» **SOURCE RECORDS**
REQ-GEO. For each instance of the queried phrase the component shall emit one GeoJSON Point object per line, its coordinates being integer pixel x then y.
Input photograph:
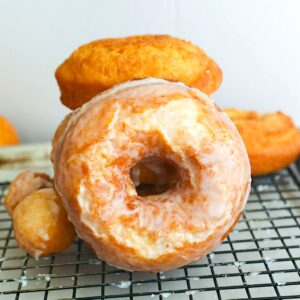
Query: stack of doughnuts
{"type": "Point", "coordinates": [151, 173]}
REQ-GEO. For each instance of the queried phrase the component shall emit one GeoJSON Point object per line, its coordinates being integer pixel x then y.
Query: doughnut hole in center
{"type": "Point", "coordinates": [153, 176]}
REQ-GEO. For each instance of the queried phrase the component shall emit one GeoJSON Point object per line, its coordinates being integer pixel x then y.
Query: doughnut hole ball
{"type": "Point", "coordinates": [41, 224]}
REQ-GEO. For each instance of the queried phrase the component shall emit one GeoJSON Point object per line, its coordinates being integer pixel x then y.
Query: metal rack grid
{"type": "Point", "coordinates": [260, 259]}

» **REQUEST**
Write out all of the material above in full, with every point coordinate increased by 120, and leave the picture out.

» **RESULT**
REQ-GEO. For each instance of the queried phrase the component shall emit one GeoJSON Point object per line, its coordinates being integer pixel x then y.
Input photograph:
Query: stack of doughnuts
{"type": "Point", "coordinates": [271, 293]}
REQ-GEO. For each instance of the queried phrase the component shall emit one GeoJSON Point object per line, its coordinates being integer pixel x then y.
Query: doughnut hole in center
{"type": "Point", "coordinates": [273, 296]}
REQ-GEO. For each instance of the queried phrase the component shall emit one GeoJSON Point object per line, its coordinates being integer pixel x then y.
Query: doughnut hole ball
{"type": "Point", "coordinates": [161, 344]}
REQ-GEO. For each instance of the queried phrase the component shall emit one GeoJSON Point object per line, its coordinates being integer pixel x then y.
Query: metal rack grid
{"type": "Point", "coordinates": [380, 379]}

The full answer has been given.